Task goal: Write out every line of the records below as a numbered list, leaving out the blank lines.
— START —
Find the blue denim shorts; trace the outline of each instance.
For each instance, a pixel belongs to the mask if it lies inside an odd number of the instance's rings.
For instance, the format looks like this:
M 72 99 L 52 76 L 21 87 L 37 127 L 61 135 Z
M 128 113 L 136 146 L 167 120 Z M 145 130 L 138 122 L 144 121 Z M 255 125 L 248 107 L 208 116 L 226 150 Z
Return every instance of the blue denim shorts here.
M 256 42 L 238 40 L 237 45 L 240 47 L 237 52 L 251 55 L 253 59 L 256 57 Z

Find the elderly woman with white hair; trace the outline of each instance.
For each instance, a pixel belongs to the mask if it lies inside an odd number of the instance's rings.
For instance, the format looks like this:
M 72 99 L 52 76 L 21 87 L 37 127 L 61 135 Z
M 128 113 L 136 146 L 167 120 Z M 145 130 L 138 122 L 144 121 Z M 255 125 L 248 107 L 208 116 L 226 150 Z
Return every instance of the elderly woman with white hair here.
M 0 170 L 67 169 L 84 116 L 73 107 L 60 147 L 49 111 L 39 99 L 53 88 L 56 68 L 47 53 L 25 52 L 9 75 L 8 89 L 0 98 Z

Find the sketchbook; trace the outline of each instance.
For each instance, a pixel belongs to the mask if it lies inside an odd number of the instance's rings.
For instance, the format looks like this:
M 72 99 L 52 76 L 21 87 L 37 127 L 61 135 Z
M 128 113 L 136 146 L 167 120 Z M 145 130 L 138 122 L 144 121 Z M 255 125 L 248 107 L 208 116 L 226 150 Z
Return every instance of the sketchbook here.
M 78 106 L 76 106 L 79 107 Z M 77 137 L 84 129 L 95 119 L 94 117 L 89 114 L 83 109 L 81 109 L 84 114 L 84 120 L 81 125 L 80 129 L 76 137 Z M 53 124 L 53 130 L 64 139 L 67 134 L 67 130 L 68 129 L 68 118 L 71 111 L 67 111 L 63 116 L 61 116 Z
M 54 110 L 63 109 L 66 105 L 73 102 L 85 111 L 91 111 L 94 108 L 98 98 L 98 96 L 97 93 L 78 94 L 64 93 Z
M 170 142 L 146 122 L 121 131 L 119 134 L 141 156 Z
— END —
Result of the task:
1. Find the blue denim shorts; trace the outline of each instance.
2. For each instance, a pixel belongs to the mask if it lies inside an odd number of the instance's rings.
3. For instance, the format looks like this:
4. M 72 99 L 52 76 L 21 87 L 37 127 L 61 135 Z
5. M 128 113 L 136 146 L 167 120 Z M 145 130 L 138 122 L 144 121 Z M 255 125 L 248 107 L 208 116 L 226 150 Z
6. Return every instance of the blue denim shorts here.
7. M 256 42 L 238 40 L 237 45 L 240 47 L 237 52 L 251 55 L 253 59 L 256 57 Z
8. Find the elderly woman with white hair; trace the outline of each instance.
9. For each instance, a pixel belongs to the mask if it lies inside an odd number of the instance's rings.
10. For instance, the format looks like this:
11. M 72 99 L 52 76 L 21 87 L 37 127 L 61 135 Z
12. M 128 113 L 136 146 L 167 120 Z M 145 130 L 138 122 L 144 121 Z M 255 125 L 248 107 L 208 116 L 226 150 Z
13. Return every instance of the elderly woman with white hair here.
14. M 0 170 L 67 169 L 84 116 L 73 107 L 60 147 L 49 111 L 39 99 L 53 88 L 56 68 L 47 53 L 25 52 L 9 75 L 8 89 L 0 98 Z
15. Find the sketchbook; trace the outline of each instance.
16. For each instance, a pixel belongs to the mask if it lies inside an odd number of the instance's rings.
17. For instance, the format looks like this:
18. M 72 99 L 52 76 L 21 87 L 37 127 L 61 135 Z
19. M 128 113 L 136 146 L 167 120 Z M 145 130 L 138 122 L 144 121 Z M 255 125 L 248 107 L 208 116 L 226 150 Z
20. Return every instance of the sketchbook here.
21. M 78 106 L 76 106 L 79 107 Z M 77 137 L 84 129 L 95 119 L 94 117 L 89 114 L 83 109 L 81 109 L 84 114 L 84 120 L 81 125 L 80 129 L 76 137 Z M 53 124 L 53 130 L 64 139 L 67 134 L 67 130 L 68 129 L 68 118 L 71 111 L 67 111 L 63 116 L 61 116 Z
22. M 54 110 L 63 109 L 66 105 L 73 102 L 85 111 L 91 111 L 94 108 L 98 98 L 98 96 L 97 93 L 78 94 L 64 93 Z
23. M 170 142 L 146 122 L 121 131 L 119 134 L 141 156 Z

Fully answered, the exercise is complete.